Mocha Cheesecake with Stevia

32 ounces of cream cheese at room temperature
1 cup Stevia In The Raw 1 tablespoon vanilla 4 eggs 1/2 cup sour cream 1/8 cup warm water 4 tablespoons instant coffee

For the ganache:

1 cup heavy cream
7 ounces unsweetened chocolate, chopped
1 cup stevia in the raw
1 tablespoon vanilla
Optional: Candy pearls (you can find these at most grocery or craft stores)

Preheat oven to 350. Beat the cream cheese and stevia until very smooth, scraping the sides as you go. Add eggs one at a time, beating well after each addition. Add the vanilla and sour cream and beat until combined. Dissolve the coffee in the warm water and add to the batter (you can add more or less coffee to taste). Line the bottom of a spring-form pan with parchment paper and grease the sides. Pour cheesecake batter into the pan. Set aside while you make the ganache. Heat the cream on the stovetop until bubbly around the edges. Place chocolate in cream and remove from heat. Cover and let it sit for about 5-10 minutes until chocolate is melted. Add stevia and vanilla and stir until smooth. Take about 1/4 cup of the ganache and pour into the cheesecake batter in pan. Swirl the chocolate around with a toothpick. Refrigerate the rest of the ganache and save for decorating. Fill a roasting pan with water and place on bottom rack of oven (this creates steam and will help the cheesecake to not crack) Bake the cheesecake on the middle rack of your oven for one hour. Turn the oven off and let the cheesecake cool for 30 minutes in oven. Refrigerate overnight.

::::

Task details —
From the mocha cheesecake recipe, list every ingredient given before the heading "For the ganache:", with its stated quantity. The records that follow are separate material and are unrelated to the recipe.

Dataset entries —
::::

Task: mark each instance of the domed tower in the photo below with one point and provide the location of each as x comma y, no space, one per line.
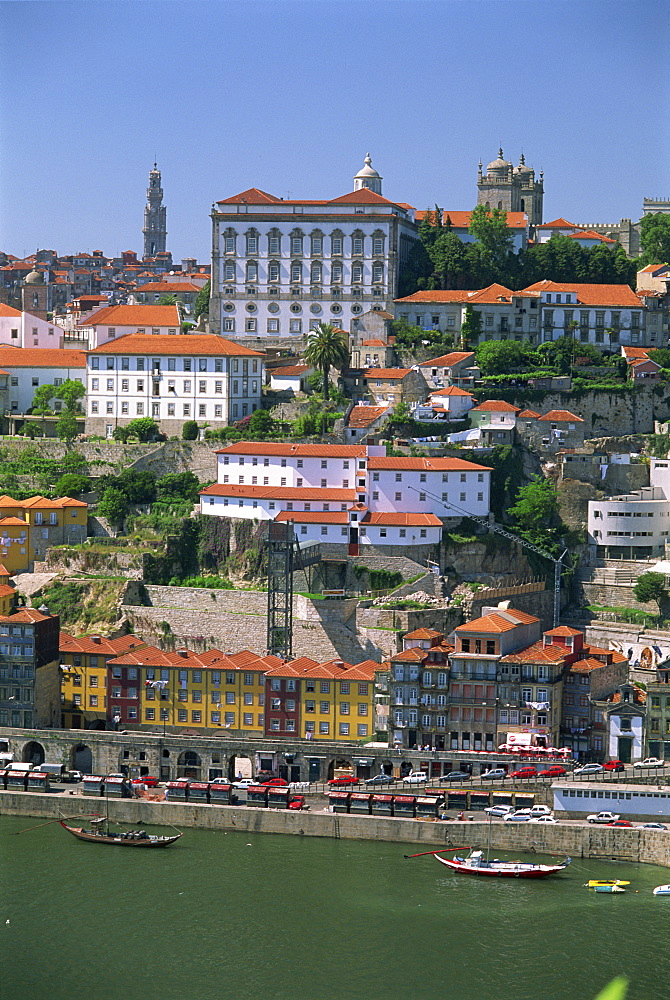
35,295
155,233
367,177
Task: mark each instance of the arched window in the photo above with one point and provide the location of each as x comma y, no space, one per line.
296,271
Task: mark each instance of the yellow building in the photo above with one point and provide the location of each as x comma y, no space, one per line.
29,527
83,663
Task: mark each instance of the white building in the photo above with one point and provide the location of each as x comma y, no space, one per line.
112,322
22,329
281,267
172,379
606,315
32,367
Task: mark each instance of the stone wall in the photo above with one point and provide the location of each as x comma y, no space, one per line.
566,839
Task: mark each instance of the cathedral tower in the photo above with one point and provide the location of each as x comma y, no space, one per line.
155,233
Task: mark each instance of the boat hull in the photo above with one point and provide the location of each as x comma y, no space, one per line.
493,869
92,837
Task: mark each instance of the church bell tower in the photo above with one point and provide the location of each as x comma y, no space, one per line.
155,233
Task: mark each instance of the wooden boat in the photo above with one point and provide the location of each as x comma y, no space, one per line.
475,864
130,838
594,882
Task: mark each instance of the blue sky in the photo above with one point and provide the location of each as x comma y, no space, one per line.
290,96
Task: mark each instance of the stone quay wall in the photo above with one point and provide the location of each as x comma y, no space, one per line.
567,839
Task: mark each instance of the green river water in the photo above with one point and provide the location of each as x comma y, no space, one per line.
233,915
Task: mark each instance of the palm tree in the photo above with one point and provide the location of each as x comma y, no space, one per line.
326,347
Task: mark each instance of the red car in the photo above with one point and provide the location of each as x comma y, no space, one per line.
298,802
524,772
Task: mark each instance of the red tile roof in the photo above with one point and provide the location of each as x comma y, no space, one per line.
38,357
261,448
363,416
590,295
280,492
426,464
495,406
139,315
191,344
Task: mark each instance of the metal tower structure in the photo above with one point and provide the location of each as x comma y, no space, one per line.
282,560
492,526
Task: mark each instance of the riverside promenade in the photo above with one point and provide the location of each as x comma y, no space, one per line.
569,837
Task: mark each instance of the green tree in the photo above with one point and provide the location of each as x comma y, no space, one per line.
202,301
190,430
42,401
471,330
654,239
71,392
72,485
66,426
535,509
651,587
326,348
114,506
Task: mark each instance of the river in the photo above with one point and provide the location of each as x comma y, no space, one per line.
251,916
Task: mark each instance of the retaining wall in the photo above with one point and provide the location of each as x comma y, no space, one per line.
575,840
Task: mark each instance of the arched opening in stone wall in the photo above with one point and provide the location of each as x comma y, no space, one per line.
82,758
33,753
188,765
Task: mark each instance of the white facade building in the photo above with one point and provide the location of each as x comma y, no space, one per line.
32,367
22,329
279,268
172,379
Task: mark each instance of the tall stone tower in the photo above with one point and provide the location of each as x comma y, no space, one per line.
367,177
155,233
513,189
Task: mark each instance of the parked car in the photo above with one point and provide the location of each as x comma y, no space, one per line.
649,762
298,802
603,817
499,810
415,778
524,772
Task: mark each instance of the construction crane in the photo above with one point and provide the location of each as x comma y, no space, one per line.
492,526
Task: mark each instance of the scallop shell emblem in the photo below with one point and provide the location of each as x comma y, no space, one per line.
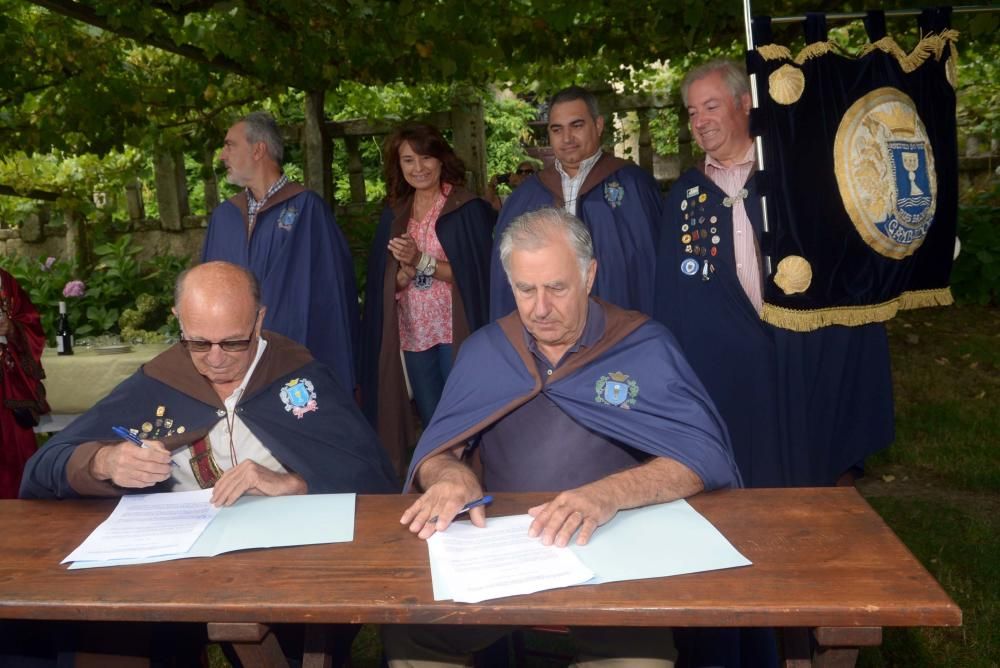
786,84
794,275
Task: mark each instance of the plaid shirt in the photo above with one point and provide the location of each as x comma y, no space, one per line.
572,184
253,206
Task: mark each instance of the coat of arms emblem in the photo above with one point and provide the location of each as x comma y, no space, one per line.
616,389
614,193
885,172
299,397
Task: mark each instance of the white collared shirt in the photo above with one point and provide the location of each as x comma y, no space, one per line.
246,444
572,184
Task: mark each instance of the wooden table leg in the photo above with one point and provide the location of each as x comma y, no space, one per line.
316,651
834,647
838,647
255,645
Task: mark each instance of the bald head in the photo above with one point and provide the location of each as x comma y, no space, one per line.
217,283
218,304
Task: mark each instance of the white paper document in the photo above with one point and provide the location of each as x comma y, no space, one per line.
149,525
501,560
655,541
259,522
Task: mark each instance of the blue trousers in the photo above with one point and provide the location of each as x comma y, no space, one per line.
427,370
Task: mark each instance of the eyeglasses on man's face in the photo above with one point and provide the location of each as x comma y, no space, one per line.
229,345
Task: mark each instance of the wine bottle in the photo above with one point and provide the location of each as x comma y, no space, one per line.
64,335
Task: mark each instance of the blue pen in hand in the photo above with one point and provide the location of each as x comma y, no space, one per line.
486,500
129,436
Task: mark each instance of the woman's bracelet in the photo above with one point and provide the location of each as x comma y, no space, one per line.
427,265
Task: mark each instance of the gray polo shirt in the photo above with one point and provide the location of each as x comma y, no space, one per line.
539,448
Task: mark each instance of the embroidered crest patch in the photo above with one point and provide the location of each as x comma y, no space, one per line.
616,389
287,218
885,172
299,397
614,193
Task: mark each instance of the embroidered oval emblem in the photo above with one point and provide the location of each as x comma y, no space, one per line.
885,172
299,397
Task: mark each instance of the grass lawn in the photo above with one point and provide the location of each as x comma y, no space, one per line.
937,486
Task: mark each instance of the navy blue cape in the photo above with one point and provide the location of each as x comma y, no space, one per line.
305,270
672,415
801,408
332,448
620,204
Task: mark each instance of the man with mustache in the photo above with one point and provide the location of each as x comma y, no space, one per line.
802,408
288,237
618,202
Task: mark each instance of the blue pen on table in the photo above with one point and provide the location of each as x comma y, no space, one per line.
129,436
484,501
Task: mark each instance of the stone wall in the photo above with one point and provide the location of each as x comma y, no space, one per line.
146,233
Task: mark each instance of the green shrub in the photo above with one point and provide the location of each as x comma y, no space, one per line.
122,295
975,278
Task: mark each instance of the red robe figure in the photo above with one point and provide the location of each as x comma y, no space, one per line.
22,394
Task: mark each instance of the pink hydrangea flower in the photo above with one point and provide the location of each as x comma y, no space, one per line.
74,289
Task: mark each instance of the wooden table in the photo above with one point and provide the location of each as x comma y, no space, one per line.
823,561
74,383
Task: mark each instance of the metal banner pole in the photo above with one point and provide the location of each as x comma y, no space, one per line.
758,140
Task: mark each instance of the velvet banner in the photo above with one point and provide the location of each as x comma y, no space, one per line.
861,173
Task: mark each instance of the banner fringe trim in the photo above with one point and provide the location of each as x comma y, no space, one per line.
853,316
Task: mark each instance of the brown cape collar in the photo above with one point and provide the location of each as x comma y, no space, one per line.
174,367
286,192
618,323
606,165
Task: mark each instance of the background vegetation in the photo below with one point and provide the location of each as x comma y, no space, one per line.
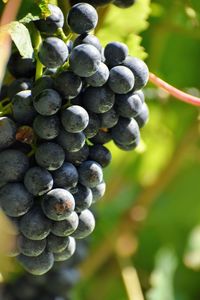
147,241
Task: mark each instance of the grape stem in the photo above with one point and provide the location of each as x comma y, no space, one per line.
174,91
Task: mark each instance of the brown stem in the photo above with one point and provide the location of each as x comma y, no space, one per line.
174,91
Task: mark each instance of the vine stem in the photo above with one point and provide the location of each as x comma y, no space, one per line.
174,91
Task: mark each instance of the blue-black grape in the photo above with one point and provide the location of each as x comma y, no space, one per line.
58,204
139,70
121,80
67,252
57,244
48,102
100,154
89,39
98,192
29,247
20,67
93,125
86,224
90,173
76,158
53,52
68,84
50,156
65,227
115,53
74,119
98,100
82,18
102,137
15,200
66,176
43,83
143,116
84,60
35,225
7,132
38,265
71,142
23,109
13,165
83,197
51,23
100,77
38,181
18,85
126,131
47,128
109,119
128,105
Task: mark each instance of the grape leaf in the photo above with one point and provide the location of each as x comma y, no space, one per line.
21,37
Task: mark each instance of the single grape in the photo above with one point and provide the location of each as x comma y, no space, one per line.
20,67
43,83
115,53
129,147
68,84
38,265
100,154
71,141
84,60
38,181
100,77
90,173
7,132
74,119
143,117
29,247
88,39
126,131
48,102
53,52
98,100
46,128
65,227
93,125
139,70
18,85
23,109
98,192
121,80
50,156
76,158
86,225
83,197
57,244
15,200
109,119
128,105
51,23
58,204
82,18
66,176
68,252
35,225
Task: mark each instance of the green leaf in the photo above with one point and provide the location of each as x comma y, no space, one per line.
21,37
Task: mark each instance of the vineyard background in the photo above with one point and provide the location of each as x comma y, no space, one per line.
148,224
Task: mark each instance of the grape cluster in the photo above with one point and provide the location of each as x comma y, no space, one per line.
53,131
55,285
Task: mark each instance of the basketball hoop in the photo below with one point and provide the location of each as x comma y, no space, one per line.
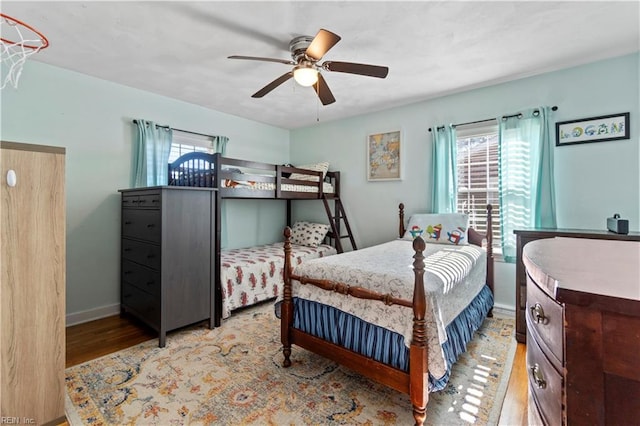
18,42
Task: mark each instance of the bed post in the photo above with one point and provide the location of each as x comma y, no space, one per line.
418,354
401,229
286,313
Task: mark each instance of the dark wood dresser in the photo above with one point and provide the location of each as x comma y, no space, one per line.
526,235
168,256
583,328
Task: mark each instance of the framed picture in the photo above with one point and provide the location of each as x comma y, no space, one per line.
383,156
594,129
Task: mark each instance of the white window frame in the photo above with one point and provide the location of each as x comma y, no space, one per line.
477,218
184,142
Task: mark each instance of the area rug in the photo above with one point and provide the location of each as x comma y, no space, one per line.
232,375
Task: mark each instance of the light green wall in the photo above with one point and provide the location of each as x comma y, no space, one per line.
593,180
92,119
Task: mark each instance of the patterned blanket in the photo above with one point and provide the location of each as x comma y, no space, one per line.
254,274
454,275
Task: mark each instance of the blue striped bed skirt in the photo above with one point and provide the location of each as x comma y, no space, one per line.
383,345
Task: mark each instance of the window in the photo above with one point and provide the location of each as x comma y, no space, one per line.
477,165
184,142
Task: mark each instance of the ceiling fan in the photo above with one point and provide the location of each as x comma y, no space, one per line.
306,52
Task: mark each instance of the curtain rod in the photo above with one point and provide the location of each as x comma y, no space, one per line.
180,130
553,108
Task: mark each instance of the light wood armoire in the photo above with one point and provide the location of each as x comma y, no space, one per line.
32,286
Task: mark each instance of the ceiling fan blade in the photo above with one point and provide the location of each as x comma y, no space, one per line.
322,42
353,68
257,58
275,83
323,91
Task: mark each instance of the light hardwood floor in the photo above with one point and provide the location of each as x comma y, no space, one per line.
101,337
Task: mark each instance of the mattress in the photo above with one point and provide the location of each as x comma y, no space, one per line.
254,274
454,275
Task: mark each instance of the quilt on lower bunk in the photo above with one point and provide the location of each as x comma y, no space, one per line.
454,277
254,274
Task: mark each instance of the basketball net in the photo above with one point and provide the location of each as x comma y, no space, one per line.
17,43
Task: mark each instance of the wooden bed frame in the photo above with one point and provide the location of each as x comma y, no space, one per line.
415,382
200,169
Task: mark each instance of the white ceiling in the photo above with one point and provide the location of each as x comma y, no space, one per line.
179,49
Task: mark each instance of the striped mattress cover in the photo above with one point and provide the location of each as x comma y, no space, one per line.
454,276
327,187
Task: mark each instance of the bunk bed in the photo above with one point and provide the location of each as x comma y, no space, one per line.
250,275
403,327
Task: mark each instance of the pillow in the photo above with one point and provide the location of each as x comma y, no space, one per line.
318,167
445,228
308,234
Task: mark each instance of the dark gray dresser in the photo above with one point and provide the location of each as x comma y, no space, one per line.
168,256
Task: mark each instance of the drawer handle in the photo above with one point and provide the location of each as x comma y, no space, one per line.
537,376
538,314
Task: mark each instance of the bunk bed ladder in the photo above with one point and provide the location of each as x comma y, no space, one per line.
334,221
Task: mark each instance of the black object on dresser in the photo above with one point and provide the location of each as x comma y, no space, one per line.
526,235
168,256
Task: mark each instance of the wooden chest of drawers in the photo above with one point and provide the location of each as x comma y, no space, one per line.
583,331
168,252
524,236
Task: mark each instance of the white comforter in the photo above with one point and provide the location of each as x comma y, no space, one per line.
454,275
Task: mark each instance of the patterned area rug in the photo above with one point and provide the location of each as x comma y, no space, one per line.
232,375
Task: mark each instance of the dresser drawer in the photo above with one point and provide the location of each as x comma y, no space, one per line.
142,277
140,252
545,383
142,304
545,320
141,200
142,224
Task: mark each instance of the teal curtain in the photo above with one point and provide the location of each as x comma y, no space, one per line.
526,183
151,154
444,193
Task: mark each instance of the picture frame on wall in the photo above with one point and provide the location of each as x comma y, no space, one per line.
384,156
595,129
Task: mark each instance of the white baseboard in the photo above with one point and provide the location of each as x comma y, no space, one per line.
504,309
92,314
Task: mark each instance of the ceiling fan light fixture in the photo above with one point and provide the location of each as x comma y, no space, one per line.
305,76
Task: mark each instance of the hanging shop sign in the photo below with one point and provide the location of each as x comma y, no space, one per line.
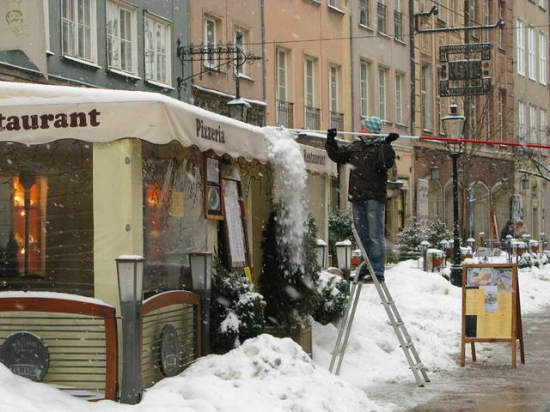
465,69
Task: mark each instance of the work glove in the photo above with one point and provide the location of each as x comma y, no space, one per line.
331,134
391,137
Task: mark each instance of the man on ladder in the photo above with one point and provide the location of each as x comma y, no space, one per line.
370,158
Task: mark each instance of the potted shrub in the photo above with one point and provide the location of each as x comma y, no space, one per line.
289,289
236,311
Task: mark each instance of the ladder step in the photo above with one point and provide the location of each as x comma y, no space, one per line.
419,366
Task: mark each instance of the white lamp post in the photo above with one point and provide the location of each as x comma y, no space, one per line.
453,124
130,288
322,253
200,264
343,253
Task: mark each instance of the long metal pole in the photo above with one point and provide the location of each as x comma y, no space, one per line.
456,268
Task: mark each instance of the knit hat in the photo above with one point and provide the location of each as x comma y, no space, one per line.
373,123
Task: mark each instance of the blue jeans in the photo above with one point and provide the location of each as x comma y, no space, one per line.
368,217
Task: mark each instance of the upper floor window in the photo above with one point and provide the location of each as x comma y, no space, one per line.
520,40
500,32
334,88
543,60
310,75
543,125
532,53
282,74
364,88
79,29
533,124
382,93
121,37
364,16
426,93
399,84
501,114
522,122
381,14
157,50
210,39
241,41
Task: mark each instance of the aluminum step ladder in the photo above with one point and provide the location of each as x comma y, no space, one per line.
405,342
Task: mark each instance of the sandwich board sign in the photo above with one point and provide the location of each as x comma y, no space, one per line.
491,310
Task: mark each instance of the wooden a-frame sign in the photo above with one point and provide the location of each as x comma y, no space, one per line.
491,309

::::

Written answer —
- 32 ounces of cream cheese at room temperature
- 1 cup Stevia In The Raw
- 1 tablespoon vanilla
- 4 eggs
- 1/2 cup sour cream
- 1/8 cup warm water
- 4 tablespoons instant coffee